Saved entries
○ ○ ○ ○ ○

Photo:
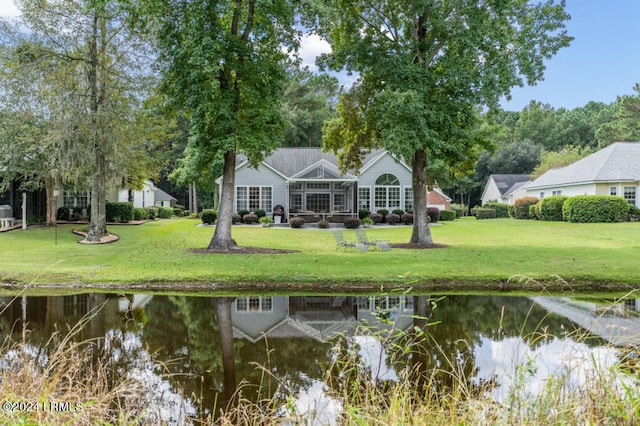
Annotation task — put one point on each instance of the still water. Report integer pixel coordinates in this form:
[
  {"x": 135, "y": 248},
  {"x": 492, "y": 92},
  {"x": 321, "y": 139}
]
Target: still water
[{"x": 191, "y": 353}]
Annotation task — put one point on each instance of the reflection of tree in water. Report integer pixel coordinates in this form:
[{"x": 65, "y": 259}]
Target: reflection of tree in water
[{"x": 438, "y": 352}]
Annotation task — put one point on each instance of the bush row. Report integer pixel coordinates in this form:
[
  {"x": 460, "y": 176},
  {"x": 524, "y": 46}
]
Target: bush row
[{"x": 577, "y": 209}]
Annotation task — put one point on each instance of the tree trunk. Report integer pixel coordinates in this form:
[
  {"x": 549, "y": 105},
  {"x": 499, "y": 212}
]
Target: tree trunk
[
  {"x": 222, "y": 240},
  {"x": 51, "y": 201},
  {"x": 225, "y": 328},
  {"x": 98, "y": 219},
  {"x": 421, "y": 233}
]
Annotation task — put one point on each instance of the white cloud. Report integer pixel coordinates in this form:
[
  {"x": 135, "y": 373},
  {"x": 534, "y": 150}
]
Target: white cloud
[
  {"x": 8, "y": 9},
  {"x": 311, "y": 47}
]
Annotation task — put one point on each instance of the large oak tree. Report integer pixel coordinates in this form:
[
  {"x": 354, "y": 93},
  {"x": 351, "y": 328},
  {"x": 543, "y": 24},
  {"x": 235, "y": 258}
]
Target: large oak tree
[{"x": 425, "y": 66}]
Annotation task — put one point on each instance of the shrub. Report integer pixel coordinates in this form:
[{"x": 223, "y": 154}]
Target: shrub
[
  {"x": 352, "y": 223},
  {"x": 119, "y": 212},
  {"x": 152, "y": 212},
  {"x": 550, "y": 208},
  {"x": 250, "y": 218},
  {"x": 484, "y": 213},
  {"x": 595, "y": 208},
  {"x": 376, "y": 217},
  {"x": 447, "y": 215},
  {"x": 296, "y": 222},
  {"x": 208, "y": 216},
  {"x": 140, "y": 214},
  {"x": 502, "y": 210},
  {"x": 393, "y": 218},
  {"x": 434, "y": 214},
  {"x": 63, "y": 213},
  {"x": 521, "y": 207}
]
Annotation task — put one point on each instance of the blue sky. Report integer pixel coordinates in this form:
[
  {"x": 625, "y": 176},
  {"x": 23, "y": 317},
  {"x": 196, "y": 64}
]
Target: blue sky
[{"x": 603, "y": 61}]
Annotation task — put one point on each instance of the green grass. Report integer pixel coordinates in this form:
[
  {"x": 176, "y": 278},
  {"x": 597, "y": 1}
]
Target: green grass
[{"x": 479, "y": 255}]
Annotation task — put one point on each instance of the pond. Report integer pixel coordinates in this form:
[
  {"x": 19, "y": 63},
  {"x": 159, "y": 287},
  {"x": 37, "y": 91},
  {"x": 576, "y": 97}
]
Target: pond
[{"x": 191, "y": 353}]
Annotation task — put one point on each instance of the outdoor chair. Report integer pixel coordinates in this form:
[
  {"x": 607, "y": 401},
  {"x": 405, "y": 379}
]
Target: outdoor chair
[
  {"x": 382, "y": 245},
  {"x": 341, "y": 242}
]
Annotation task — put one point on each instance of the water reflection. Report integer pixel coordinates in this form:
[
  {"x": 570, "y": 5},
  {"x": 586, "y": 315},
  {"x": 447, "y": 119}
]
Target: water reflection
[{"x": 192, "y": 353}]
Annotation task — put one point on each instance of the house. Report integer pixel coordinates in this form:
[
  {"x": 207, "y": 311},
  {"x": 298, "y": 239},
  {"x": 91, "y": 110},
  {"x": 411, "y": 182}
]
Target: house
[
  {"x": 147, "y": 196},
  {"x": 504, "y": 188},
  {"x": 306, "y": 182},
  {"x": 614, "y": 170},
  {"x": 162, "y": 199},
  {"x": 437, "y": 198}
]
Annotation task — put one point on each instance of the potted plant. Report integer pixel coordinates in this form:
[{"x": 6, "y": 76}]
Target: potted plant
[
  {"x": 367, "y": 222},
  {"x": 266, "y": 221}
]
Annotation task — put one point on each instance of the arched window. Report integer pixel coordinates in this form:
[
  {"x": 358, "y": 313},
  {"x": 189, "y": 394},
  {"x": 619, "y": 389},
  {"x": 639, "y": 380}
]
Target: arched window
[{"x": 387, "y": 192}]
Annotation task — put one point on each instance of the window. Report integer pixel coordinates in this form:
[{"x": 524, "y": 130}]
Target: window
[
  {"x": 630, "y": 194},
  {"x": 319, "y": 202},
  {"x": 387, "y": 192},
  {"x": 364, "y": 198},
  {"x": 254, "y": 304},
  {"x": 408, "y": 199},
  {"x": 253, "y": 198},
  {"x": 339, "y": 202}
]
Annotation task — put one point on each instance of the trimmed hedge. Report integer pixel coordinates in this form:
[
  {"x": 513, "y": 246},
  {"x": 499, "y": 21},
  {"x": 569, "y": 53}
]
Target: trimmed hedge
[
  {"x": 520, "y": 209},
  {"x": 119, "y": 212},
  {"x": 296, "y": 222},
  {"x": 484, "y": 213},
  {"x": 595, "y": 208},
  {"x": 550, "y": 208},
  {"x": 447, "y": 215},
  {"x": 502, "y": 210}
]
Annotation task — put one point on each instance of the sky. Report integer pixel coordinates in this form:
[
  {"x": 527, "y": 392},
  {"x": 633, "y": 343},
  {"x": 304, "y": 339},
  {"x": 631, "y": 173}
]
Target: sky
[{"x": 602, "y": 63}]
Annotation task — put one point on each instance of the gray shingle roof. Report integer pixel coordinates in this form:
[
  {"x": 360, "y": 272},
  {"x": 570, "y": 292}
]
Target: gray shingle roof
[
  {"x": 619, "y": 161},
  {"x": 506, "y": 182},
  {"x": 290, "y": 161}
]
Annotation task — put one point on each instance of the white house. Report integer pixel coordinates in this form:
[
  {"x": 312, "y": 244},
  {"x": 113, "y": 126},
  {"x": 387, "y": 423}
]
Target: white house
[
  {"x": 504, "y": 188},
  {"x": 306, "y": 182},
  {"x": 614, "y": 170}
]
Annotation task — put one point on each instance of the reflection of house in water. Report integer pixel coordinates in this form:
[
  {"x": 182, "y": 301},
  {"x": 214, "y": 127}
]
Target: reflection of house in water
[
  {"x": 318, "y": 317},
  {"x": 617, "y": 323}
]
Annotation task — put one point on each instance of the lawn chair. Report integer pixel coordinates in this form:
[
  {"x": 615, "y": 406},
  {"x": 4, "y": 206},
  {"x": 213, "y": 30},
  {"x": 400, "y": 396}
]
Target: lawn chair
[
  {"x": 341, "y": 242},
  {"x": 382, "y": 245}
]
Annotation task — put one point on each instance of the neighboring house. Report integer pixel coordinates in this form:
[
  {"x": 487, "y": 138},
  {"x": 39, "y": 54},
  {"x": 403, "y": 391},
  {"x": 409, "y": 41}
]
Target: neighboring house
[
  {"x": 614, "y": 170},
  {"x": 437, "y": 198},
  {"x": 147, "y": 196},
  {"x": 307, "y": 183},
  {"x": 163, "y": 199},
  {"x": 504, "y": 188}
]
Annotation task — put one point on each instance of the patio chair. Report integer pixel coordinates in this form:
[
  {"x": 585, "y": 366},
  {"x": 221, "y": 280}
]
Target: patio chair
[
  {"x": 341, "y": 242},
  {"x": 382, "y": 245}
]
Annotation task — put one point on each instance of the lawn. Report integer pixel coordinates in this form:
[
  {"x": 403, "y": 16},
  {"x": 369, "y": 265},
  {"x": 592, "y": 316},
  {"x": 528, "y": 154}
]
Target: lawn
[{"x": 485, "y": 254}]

○ ○ ○ ○ ○

→ What is needed
Locate the line with "of the sky." in the entries above; extract it and every line after it, verbatim.

→ Solved problem
Annotation task — put one point on each instance of the sky. Report integer pixel coordinates in this form:
[
  {"x": 527, "y": 392},
  {"x": 633, "y": 343},
  {"x": 304, "y": 339},
  {"x": 631, "y": 173}
]
Target: sky
[{"x": 602, "y": 63}]
Annotation task — put one point on each instance of the gray shingle roof. Report integer pixel coordinates in this form:
[
  {"x": 360, "y": 272},
  {"x": 570, "y": 292}
]
Target: gray shingle roof
[
  {"x": 619, "y": 161},
  {"x": 506, "y": 182},
  {"x": 290, "y": 161}
]
Annotation task — put one point on each instance of the white house. Report integer pixel coordinates in this form:
[
  {"x": 312, "y": 244},
  {"x": 113, "y": 126},
  {"x": 387, "y": 423}
]
Target: white house
[
  {"x": 504, "y": 188},
  {"x": 306, "y": 182},
  {"x": 614, "y": 170}
]
Annotation task — put one point on each instance of the reflection of house in water. Report integer pixel coordinates in this form:
[
  {"x": 182, "y": 301},
  {"x": 214, "y": 127}
]
Target: reflection of house in water
[
  {"x": 318, "y": 317},
  {"x": 617, "y": 323}
]
Annotation task — put one point on each instance of the lawn chair. Report integer pixel coordinates in this form:
[
  {"x": 615, "y": 406},
  {"x": 4, "y": 206},
  {"x": 213, "y": 30},
  {"x": 400, "y": 396}
]
Target: lawn chair
[
  {"x": 341, "y": 242},
  {"x": 382, "y": 245}
]
Annotation task — put one point on each instance of the neighboring house. Report integer pixel coordinates in this form:
[
  {"x": 487, "y": 138},
  {"x": 39, "y": 54},
  {"x": 403, "y": 391},
  {"x": 409, "y": 41}
]
Target: neighboring house
[
  {"x": 614, "y": 170},
  {"x": 437, "y": 198},
  {"x": 147, "y": 196},
  {"x": 307, "y": 183},
  {"x": 163, "y": 199},
  {"x": 504, "y": 188}
]
Annotation task — put one point on each instance of the patio chair. Report integer pixel coordinates in this form:
[
  {"x": 585, "y": 366},
  {"x": 221, "y": 280}
]
Target: patio chair
[
  {"x": 341, "y": 242},
  {"x": 382, "y": 245}
]
Annotation task — put one point on each instance of the lawn. Report integer pixel coordinates in this form:
[
  {"x": 403, "y": 16},
  {"x": 369, "y": 265},
  {"x": 592, "y": 316},
  {"x": 528, "y": 154}
]
Target: lawn
[{"x": 485, "y": 254}]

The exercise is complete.